SOURCE EXCERPT
And better yet !

Hopefully I should be starting some professional training (unfortunately not at all horse related) on Sept 12th, so Dandy will go from up to 4-5 sessions a week, to 3 at the most. This horse has shown me that he much prefers to be interacted with as often as possible (read, work breaks do not, I repeat, do NOT do him any good). So I kind of need to “wean” him from nearly daily visits, to 3 a week, at best. I started that by working him every other day, rather than 2 and 3 days in a row. Rode him the day before yesterday, left him alone one day, went to see him again this morning. And he was great !

Dandy24Aug16-01Now are the dog days of summer. The stalled horses are turned out at night, and sheltered in the cool(er, all being relative) barn during the day. Dandy is kept in a large shed/paddock combination with access to 2 different pieces of pasture. In other words, he manages his time as he wants. I strongly suspect that he goes down the pastures and grazes at night, and comes back up to his shed and sleep around dawn, and dozes through the hot day. So when I show up to halter him around 9:00am, I pretty much wake him up in the middle of his “night”.

Which might explain why, though he knows from experience all my forward cues will be backed up energically, he still needs 2 or 3 meetings with the lungewhip to really get going in the groundwork ? Whatever the reason he’s that slow to get going, once he’s forward, we’re good. Transitions up and down from all three gaits, stopping on cue, and when he starts blowing at length through the nose, extending his neck and putting his head down, I know the mental “fresh” is out (paradoxically he was before lazy in body BUT fresh in mind, which created all the defenses I struggled with for a month). That’s my signal but hop on.

Dandy24Aug16-03This morning it took me seconds to know he was focused and willing. Light as a feather in steering (at the lope) all I had to do was open my leg to where I wanted to turn, and even before I could lay my outside rein on his neck, he would steer nicely, my outside leg was rarely needed. On a circle I picked up an inside rein, put my inside leg on and his nose tipped in while his ribcage made a nice arch to the outside, all pretty nice and soft. No scary areas appeared (at a very small exception that I chose to ignore as it only happened once). I decided I wouldn’t drill something that worked (could only make it less good, right ? ) so I grabbed my skin gloves, put my calves on his flanks and we zeroed in on the gate at the trot. The gate means : going outside. Or not. Depends on my mood and whether he’s earned it or not. We are getting pretty handy at opening and closing it, trailclass style, which means, mostly one handed and not letting go of the gate during the whole process. I did leave it for a second to rearrange my reins at one point, but truly if I had been under the scrutiny of a judge I could have taken a touch more time and gotten it right. That’s nice, considering it’s one large, heavy and deadly metallic monster of a gate, that has skinned my fingers in the past, and has a few treacherous knobs for your knees, too. Operating it the way we do involves a lot of body control, lateral work, backing up, all calmly and one step at a time, and Dandy is getting better at it by the day. Oh, yeah, I forgot to tell you that I also had him pick me up off the gate at the start of the ride, that little party trick I taught him while starting him, and that I try to keep alive now and then.

SUPPLIED RECORDS

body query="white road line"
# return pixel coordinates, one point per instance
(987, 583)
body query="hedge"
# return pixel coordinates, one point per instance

EXERCISE DESCRIPTION
In the horse-training post, on what date does the writer hope to start professional training?

TASK ANSWER
September 12th.